» Consignes
#1 Résumez en deux phrases le texte sur la création d'un laboratoire de fabrication numérique.
#2 Poursuivez le texte sur la création d'un laboratoire de fabrication numérique en partant de sa dernière phrase.

» Texte fourni
|---|
Comment se lancer dans la fabrication numérique et créer un laboratoire en partant de zéro
Marco De Rossi a quitté la Colombie et est venu en Europe pour étudier la conception de produits à l'école polytechnique de Milan. À l'époque, les imprimantes 3D étaient plutôt rares, même dans les universités. Mais après avoir pu constater le potentiel de cette technologie pendant ses études, il a décidé de poursuivre un doctorat en fabrication numérique dans le secteur médical à l'université polytechnique de Valence, en Espagne.
Si l'université de Milan était bien équipée en scanners laser, en imprimantes 3D et en matériel de visualisation avancé, la nouvelle institution n'avait pas accès à des outils de fabrication numérique ; il a donc dû commencer par créer un laboratoire en partant de zéro. « J'ai dû créer un laboratoire d'impression 3D avant même d'avoir la possibilité de commencer mon doctorat », a déclaré M. De Rossi.
En partant d'un budget très limité, M. De Rossi a réussi à se lancer dans la fabrication numérique et à construire un laboratoire de trois salles doté d'une large gamme d'outils qui peut désormais s'autofinancer. Entretemps, il a pu travailler avec des chercheurs, des ingénieurs et des médecins sur de nombreux projets, notamment des modèles anatomiques, des pièces de rechange pour un appareil à rayons X, et des rétroconceptions pour l'analyse aérospatiale.
Lisez la suite pour découvrir ces applications et découvrir des conseils pratiques pour mettre en place un laboratoire, utiliser les bonnes ressources, collaborer avec la communauté locale et embaucher du personnel motivé.
Quatre conseils pour mettre en place un laboratoire de fabrication numérique
Commencer petit et acquérir de l'expérience
Créer un laboratoire à partir de rien peut sembler une tâche intimidante au premier abord, mais M. De Rossi a découvert qu'il est plus facile de diviser le processus en petites étapes avec des objectifs clairs.
|---|
» Extraits de données
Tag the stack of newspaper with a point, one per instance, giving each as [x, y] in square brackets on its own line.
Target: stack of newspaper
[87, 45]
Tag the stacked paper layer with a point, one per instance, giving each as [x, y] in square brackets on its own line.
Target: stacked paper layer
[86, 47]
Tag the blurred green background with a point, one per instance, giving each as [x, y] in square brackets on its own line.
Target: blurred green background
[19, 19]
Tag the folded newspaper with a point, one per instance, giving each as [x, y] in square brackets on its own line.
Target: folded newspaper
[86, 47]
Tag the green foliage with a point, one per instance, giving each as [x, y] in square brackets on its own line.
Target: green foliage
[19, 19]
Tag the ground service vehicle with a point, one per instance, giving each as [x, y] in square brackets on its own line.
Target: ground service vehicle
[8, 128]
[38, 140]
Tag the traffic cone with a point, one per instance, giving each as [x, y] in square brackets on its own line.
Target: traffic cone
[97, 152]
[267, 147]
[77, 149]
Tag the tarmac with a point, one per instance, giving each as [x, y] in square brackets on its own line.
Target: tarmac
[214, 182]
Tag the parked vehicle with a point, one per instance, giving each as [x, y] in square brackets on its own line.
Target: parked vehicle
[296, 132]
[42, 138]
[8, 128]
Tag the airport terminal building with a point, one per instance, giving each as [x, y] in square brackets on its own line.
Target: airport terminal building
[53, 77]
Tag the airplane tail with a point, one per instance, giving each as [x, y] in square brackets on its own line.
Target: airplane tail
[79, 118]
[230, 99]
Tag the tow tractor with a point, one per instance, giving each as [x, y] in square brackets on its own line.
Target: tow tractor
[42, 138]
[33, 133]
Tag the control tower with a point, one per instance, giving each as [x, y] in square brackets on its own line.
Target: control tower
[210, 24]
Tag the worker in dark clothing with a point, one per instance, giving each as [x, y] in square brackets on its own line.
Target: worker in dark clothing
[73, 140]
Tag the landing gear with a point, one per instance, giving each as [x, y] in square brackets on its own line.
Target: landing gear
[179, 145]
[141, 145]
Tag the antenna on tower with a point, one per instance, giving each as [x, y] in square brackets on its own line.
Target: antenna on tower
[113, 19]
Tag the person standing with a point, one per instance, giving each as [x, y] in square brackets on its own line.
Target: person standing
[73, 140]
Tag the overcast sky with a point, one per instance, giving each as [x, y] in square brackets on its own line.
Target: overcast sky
|---|
» Réponses numérotées
#1 Après des études de conception de produits à l'école polytechnique de Milan, Marco De Rossi a entrepris un doctorat en fabrication numérique dans le secteur médical à l'université polytechnique de Valence, où il a dû créer un laboratoire d'impression 3D avant de pouvoir commencer. Parti d'un budget très limité, il a bâti un laboratoire de trois salles qui peut désormais s'autofinancer, et il a travaillé avec des chercheurs, des ingénieurs et des médecins sur des projets tels que des modèles anatomiques, des pièces de rechange pour un appareil à rayons X et des rétroconceptions pour l'analyse aérospatiale.

#2
« Au début, c'est très difficile, mais il faut avoir un point de départ. Je conseille de d'abord obtenir l’attribution d'une salle dédiée à l'université et d'acquérir de l'expérience en impression 3D. Avec cette expérience, essayez de décrocher des subsides. Vous ne pouvez tout simplement pas attendre d'avoir l'argent pour commencer. Il faut bien commencer quelque part, même vous n'utilisez d'abord qu'une imprimante peu coûteuse pour expérimenter, présenter vos créations et susciter l'enthousiasme des gens », a déclaré M. De Rossi.
« Ensuite, essayer de décrocher des subsides et le soutien d'autres chercheurs. Tout ce que j'avais au départ, c'était une salle et du matériel d'occasion bon marché. Notre plus grand succès a sans doute été d'obtenir des fonds. Nous avons reçu 25 000 dollars pour acheter du matériel. Mais vous ne parviendrez pas à obtenir une bourse de 25 000 dollars si vous n'avez rien à montrer », a déclaré M. De Rossi.
Collaborer avec d'autres chercheurs
M. De Rossi a pu constater que le fait de collaborer avec d'autres chercheurs, de partager ses connaissances et d'offrir l'accès aux outils de fabrication numérique en échange de ressources était bénéfique à la fois pour son doctorat et pour le laboratoire d'impression 3D.
« Il faut trouver un moyen de gagner de l'argent pour maintenir le projet à flots. Vous pouvez collaborer avec d'autres chercheurs pour trouver le moyen d'acheter de l'équipement et du matériel. Les universités sont de très grandes institutions et leurs budgets sont très stricts. Si vous trouvez un projet qui est assorti d'un budget pour acheter de l'équipement, vous pouvez vous coordonner avec les responsables, leur proposer de partager vos connaissances et de les aider [pour recevoir en échange l'imprimante à la fin du projet] », a déclaré M. De Rossi.
Partager vos ressources avec la communauté
« Certains responsables reçoivent un gros budget de départ pour leur projet de recherche, mais ils dépensent tout pour une imprimante qui prend vite la poussière. Ils l'utilisent une ou deux fois, et c'est tout. Si vous menez un projet d'envergure et que vous ne créez un laboratoire que pour parvenir à vos fins, le coût n'en sera pas rentable. Cette idée de tout garder pour vous parce que vous voulez tout contrôler est préjudiciable à long terme ; non seulement pour votre propre projet, mais aussi pour la communauté en général », a déclaré M. De Rossi.
« Beaucoup de ressources pourraient être partagées : nous sommes à l'ère de l'économie collaborative. Vous souhaitez qu'un investissement soit utilisé par le plus grand nombre de personnes possible. Collaborer vous permet d'investir dans de meilleurs équipements, du personnel mieux formé, de meilleures infrastructures. C'est l'un des avantages de l'université », a déclaré M. De Rossi.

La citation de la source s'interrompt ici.